= Goal of the exercise =
Can you lay out every one of the lines below as a Markdown table with the columns Row and Line, giving each line a row number and skipping blank lines? Keep the pictures out of the table.

= Given information =
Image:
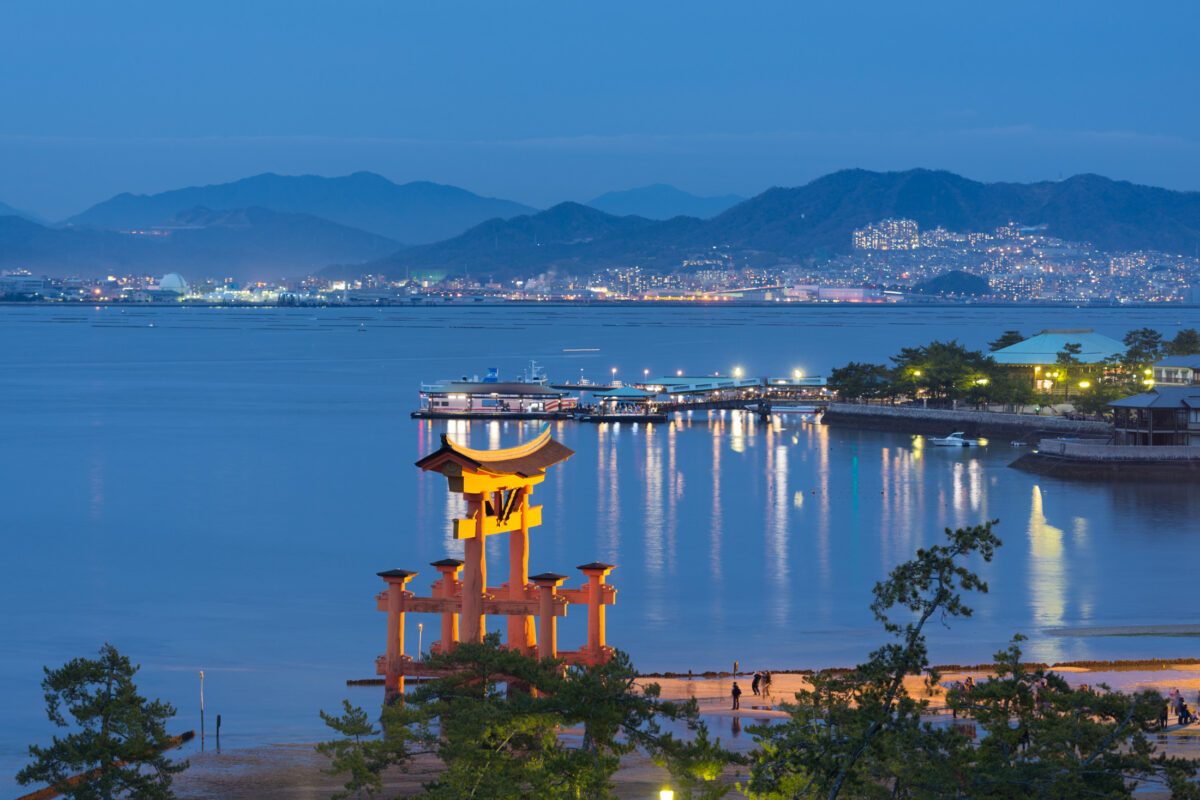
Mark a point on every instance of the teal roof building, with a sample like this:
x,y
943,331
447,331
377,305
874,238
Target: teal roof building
x,y
1044,348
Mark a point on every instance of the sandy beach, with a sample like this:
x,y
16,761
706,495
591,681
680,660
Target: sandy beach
x,y
279,771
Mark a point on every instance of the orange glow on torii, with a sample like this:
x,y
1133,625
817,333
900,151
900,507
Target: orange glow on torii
x,y
496,485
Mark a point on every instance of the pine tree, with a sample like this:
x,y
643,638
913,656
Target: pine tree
x,y
120,740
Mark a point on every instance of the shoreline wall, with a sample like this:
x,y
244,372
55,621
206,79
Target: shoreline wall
x,y
942,421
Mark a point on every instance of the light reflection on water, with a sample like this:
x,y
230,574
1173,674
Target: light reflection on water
x,y
219,491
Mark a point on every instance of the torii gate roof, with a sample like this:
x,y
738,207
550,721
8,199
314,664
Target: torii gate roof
x,y
526,459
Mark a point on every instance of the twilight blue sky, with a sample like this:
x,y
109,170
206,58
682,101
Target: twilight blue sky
x,y
549,101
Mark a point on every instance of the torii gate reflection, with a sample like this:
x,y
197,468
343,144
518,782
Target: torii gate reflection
x,y
496,485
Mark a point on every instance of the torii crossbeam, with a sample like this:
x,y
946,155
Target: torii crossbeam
x,y
497,485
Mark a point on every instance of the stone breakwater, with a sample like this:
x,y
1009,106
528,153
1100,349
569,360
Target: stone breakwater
x,y
1026,427
1092,459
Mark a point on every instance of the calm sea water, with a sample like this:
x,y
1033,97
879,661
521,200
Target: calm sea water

= Answer in full =
| Row | Line |
|---|---|
| 1 | Image: |
| 2 | Mark a point on every instance of the teal roof building, with a sample like this: |
| 3 | x,y |
| 4 | 943,331 |
| 5 | 447,331 |
| 6 | 377,305 |
| 7 | 874,238 |
| 8 | Target: teal roof building |
| 9 | x,y |
| 10 | 1044,348 |
| 11 | Mark a point on every instance of the sandy beach, with a sample like this: |
| 12 | x,y |
| 13 | 16,761 |
| 14 | 706,495 |
| 15 | 591,681 |
| 16 | 680,660 |
| 17 | Target: sandy beach |
| 18 | x,y |
| 19 | 279,771 |
| 20 | Mark a point on every instance of the orange glow on torii, with a sample like this: |
| 21 | x,y |
| 22 | 1133,625 |
| 23 | 817,333 |
| 24 | 900,151 |
| 25 | 900,507 |
| 26 | Target: orange glow on torii |
| 27 | x,y |
| 28 | 496,485 |
| 29 | Mark a point on every instance of the pine tree, with a sample like this: |
| 30 | x,y |
| 31 | 643,638 |
| 32 | 913,656 |
| 33 | Target: pine tree |
| 34 | x,y |
| 35 | 120,740 |
| 36 | Mark a point on every instance of the shoreline wall, with a sample like this: |
| 37 | x,y |
| 38 | 244,372 |
| 39 | 55,621 |
| 40 | 206,79 |
| 41 | Target: shoreline wall |
| 42 | x,y |
| 43 | 942,421 |
| 44 | Mark a point on every instance of the light reflection on water, with a sample like this: |
| 45 | x,y |
| 46 | 230,574 |
| 47 | 1173,674 |
| 48 | Target: light reflection on water |
| 49 | x,y |
| 50 | 219,491 |
| 51 | Mark a point on every instance of the torii gate roof, with a sample like this: |
| 52 | x,y |
| 53 | 738,207 |
| 54 | 550,721 |
| 55 | 8,199 |
| 56 | 314,664 |
| 57 | Target: torii gate roof |
| 58 | x,y |
| 59 | 526,459 |
| 60 | Mark a point on every instance of the twilight blue sky, with a sample like this: |
| 61 | x,y |
| 62 | 109,170 |
| 63 | 206,58 |
| 64 | 682,101 |
| 65 | Target: twilight blue sky |
| 66 | x,y |
| 67 | 549,101 |
| 68 | Mark a point on every instance of the torii gate reflection, with a sample like this: |
| 69 | x,y |
| 70 | 197,468 |
| 71 | 343,144 |
| 72 | 518,782 |
| 73 | Target: torii gate reflection |
| 74 | x,y |
| 75 | 496,485 |
| 76 | Mark a point on every instance of the torii crossbeam, with a sample like this: |
| 77 | x,y |
| 78 | 946,155 |
| 79 | Target: torii crossbeam |
| 80 | x,y |
| 81 | 497,485 |
| 82 | Mark a point on every instance of the stone breakwater, with a sample like this: |
| 83 | x,y |
| 84 | 1009,106 |
| 85 | 528,153 |
| 86 | 1100,349 |
| 87 | 569,360 |
| 88 | Target: stone breakwater |
| 89 | x,y |
| 90 | 1026,427 |
| 91 | 1092,459 |
| 92 | Mark a point on every instance of the calm sea water, with a sample like this: |
| 93 | x,y |
| 94 | 1033,97 |
| 95 | 879,661 |
| 96 | 521,200 |
| 97 | Target: calm sea water |